Quote the line containing "Expected: for each instance of the two-story" and all lines that follow it in the listing below, exactly as written.

* **TASK INPUTS**:
.....

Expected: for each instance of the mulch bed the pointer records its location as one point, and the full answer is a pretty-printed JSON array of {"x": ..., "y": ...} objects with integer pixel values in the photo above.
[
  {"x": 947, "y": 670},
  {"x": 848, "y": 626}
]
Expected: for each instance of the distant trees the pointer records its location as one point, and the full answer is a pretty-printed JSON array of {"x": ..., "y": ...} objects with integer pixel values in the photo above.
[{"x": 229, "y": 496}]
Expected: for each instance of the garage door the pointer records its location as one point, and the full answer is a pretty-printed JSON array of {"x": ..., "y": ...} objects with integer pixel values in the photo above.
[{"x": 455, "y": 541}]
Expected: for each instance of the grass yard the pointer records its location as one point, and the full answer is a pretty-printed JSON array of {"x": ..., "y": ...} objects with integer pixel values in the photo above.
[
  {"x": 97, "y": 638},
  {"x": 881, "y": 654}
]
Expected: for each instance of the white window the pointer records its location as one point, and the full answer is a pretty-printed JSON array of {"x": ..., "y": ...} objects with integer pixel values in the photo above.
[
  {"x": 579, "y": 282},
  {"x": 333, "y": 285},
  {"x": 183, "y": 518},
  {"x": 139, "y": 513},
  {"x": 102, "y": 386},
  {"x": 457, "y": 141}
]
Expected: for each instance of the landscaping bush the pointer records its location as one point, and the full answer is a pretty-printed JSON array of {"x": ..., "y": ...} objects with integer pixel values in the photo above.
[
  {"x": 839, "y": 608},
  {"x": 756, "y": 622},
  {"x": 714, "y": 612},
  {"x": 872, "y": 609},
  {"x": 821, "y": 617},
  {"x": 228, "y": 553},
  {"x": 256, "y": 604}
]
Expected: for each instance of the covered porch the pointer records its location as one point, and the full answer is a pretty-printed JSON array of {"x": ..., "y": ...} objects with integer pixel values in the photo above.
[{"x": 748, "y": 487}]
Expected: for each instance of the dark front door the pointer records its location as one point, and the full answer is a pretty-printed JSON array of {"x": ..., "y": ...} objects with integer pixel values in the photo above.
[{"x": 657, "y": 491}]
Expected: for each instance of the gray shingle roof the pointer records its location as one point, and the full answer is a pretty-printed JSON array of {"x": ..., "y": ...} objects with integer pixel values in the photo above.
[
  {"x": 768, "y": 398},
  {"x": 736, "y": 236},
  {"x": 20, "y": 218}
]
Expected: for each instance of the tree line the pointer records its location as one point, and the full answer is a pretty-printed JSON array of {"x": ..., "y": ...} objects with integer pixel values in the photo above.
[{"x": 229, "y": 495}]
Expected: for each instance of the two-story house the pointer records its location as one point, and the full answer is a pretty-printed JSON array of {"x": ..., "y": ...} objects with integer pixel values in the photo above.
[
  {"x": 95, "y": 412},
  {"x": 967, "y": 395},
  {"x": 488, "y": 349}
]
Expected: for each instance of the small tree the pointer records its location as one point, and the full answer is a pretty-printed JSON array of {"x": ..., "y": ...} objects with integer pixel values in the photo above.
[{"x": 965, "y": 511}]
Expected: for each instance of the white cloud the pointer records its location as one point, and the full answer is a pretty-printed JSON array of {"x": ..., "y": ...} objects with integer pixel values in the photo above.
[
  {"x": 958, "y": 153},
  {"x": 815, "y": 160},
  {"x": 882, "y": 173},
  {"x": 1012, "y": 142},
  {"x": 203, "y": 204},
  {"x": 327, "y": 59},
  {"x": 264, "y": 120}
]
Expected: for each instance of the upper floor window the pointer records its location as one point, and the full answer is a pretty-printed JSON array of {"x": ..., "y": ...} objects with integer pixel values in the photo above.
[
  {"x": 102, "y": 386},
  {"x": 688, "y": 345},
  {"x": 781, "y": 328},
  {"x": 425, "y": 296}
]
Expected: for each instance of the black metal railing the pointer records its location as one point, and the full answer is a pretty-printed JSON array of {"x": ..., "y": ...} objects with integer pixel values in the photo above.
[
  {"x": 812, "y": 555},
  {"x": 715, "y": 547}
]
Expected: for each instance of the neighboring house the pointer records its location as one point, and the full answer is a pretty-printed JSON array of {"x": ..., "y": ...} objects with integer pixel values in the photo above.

.....

* **TASK OUTPUT**:
Expected: for each instance of the two-story house the pointer records its location as one point, and the full answer is a pretty-printed JSON array of {"x": ..., "y": ...} objects with integer pixel values in the photo above.
[
  {"x": 95, "y": 412},
  {"x": 967, "y": 395},
  {"x": 488, "y": 349}
]
Expected: for each instance of the small tree the pointer records its location as one point, and the full answer is a pretty-printed JSON array of {"x": ..., "y": ...} objects with integer pixel values in the photo above.
[{"x": 965, "y": 511}]
Expected: for each instance of the white cloud the pointer records its location as one point, and the full answer is a pretty-printed JSON array of {"x": ..., "y": ...} objects with integer pixel values in the photo above.
[
  {"x": 958, "y": 153},
  {"x": 815, "y": 160},
  {"x": 882, "y": 173},
  {"x": 1012, "y": 142},
  {"x": 203, "y": 204},
  {"x": 327, "y": 59},
  {"x": 264, "y": 120}
]
Expected: for each instance of the upper floor window the pointer records its location as one point, and the full answer is a pretty-printed JSON array of {"x": ..., "y": ...} objects with integer pixel values in the photo above.
[
  {"x": 102, "y": 386},
  {"x": 688, "y": 345},
  {"x": 781, "y": 328},
  {"x": 425, "y": 296}
]
Expected: for each instance of the black metal railing the pointer records its location as one point, and the full answer is a pretty-printed JSON array of {"x": ..., "y": ...} objects with integer pixel values in the photo above.
[
  {"x": 812, "y": 555},
  {"x": 715, "y": 547}
]
Expected: for each instance of the neighboring house the pointer records its location as one point, and the full answer is a pretty-printed JSON array of {"x": ..., "y": ...} objects with integer pixel values in the photo above.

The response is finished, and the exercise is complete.